EXERCISE AIM:
Restate the records in full, keeping every word as it is.

PROVIDED RECORDS below:

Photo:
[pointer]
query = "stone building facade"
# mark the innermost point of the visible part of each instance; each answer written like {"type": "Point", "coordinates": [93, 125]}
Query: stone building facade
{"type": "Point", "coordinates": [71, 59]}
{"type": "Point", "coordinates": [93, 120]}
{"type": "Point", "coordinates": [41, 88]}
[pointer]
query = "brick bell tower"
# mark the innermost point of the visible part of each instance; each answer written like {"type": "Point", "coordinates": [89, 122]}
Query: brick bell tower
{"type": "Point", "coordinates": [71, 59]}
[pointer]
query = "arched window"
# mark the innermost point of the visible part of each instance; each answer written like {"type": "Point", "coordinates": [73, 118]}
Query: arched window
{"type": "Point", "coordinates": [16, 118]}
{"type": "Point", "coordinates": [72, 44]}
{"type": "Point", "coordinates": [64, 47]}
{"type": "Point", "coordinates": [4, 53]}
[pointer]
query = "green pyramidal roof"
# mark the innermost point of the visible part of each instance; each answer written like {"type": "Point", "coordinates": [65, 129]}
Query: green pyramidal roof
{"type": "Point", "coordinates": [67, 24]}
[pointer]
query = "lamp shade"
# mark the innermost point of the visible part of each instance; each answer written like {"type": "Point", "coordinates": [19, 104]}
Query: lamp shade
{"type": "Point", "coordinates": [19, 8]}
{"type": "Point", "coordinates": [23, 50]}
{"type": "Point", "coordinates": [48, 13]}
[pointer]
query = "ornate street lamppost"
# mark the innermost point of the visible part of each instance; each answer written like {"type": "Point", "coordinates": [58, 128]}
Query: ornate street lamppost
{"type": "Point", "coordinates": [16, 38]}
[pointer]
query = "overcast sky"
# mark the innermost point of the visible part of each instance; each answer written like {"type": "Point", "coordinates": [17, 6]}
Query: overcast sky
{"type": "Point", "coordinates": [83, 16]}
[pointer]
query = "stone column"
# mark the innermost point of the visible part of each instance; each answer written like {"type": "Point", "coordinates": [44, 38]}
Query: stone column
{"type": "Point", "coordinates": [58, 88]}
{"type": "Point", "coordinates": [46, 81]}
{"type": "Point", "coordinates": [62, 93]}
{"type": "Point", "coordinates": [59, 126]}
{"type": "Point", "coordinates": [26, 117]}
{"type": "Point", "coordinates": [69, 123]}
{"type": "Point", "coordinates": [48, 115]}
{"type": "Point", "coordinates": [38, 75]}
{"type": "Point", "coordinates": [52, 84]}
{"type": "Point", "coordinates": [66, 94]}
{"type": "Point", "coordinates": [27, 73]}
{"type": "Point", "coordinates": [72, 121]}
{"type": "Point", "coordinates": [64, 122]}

End of PROVIDED RECORDS.

OUTPUT:
Photo:
[pointer]
query = "stone building facade"
# mark the innermost point of the visible part of each instance; each answer written like {"type": "Point", "coordinates": [93, 125]}
Query: stone building facade
{"type": "Point", "coordinates": [71, 59]}
{"type": "Point", "coordinates": [93, 120]}
{"type": "Point", "coordinates": [41, 88]}
[pointer]
query = "brick bell tower"
# mark the innermost point of the visible part of each instance; each answer written like {"type": "Point", "coordinates": [89, 122]}
Query: brick bell tower
{"type": "Point", "coordinates": [71, 59]}
[pointer]
query = "arched window"
# mark the innermost point of the visible part of each instance; each answer written like {"type": "Point", "coordinates": [73, 118]}
Query: arched window
{"type": "Point", "coordinates": [16, 118]}
{"type": "Point", "coordinates": [72, 44]}
{"type": "Point", "coordinates": [64, 47]}
{"type": "Point", "coordinates": [4, 53]}
[pointer]
query = "green pyramidal roof"
# mark the innermost point of the visible part of each instance; each answer written like {"type": "Point", "coordinates": [65, 129]}
Query: green pyramidal roof
{"type": "Point", "coordinates": [67, 24]}
[pointer]
query = "lamp shade"
# mark the innermost point of the visible part of each instance; each answer written like {"type": "Point", "coordinates": [19, 104]}
Query: lamp shade
{"type": "Point", "coordinates": [19, 8]}
{"type": "Point", "coordinates": [23, 50]}
{"type": "Point", "coordinates": [48, 13]}
[pointer]
query = "ornate street lamppost"
# mark the innermost point of the visible part of each instance; each answer written like {"type": "Point", "coordinates": [58, 128]}
Query: ornate street lamppost
{"type": "Point", "coordinates": [16, 38]}
[pointer]
query = "overcast sky"
# mark the innermost point of the visible part of each instance; each answer written like {"type": "Point", "coordinates": [17, 6]}
Query: overcast sky
{"type": "Point", "coordinates": [83, 16]}
[pointer]
query = "stone column"
# mark the innermost point of the visible part of each instance; each answer written like {"type": "Point", "coordinates": [44, 38]}
Query: stone column
{"type": "Point", "coordinates": [58, 88]}
{"type": "Point", "coordinates": [46, 81]}
{"type": "Point", "coordinates": [62, 93]}
{"type": "Point", "coordinates": [59, 126]}
{"type": "Point", "coordinates": [26, 117]}
{"type": "Point", "coordinates": [69, 123]}
{"type": "Point", "coordinates": [48, 115]}
{"type": "Point", "coordinates": [38, 75]}
{"type": "Point", "coordinates": [52, 84]}
{"type": "Point", "coordinates": [66, 94]}
{"type": "Point", "coordinates": [27, 73]}
{"type": "Point", "coordinates": [72, 121]}
{"type": "Point", "coordinates": [64, 122]}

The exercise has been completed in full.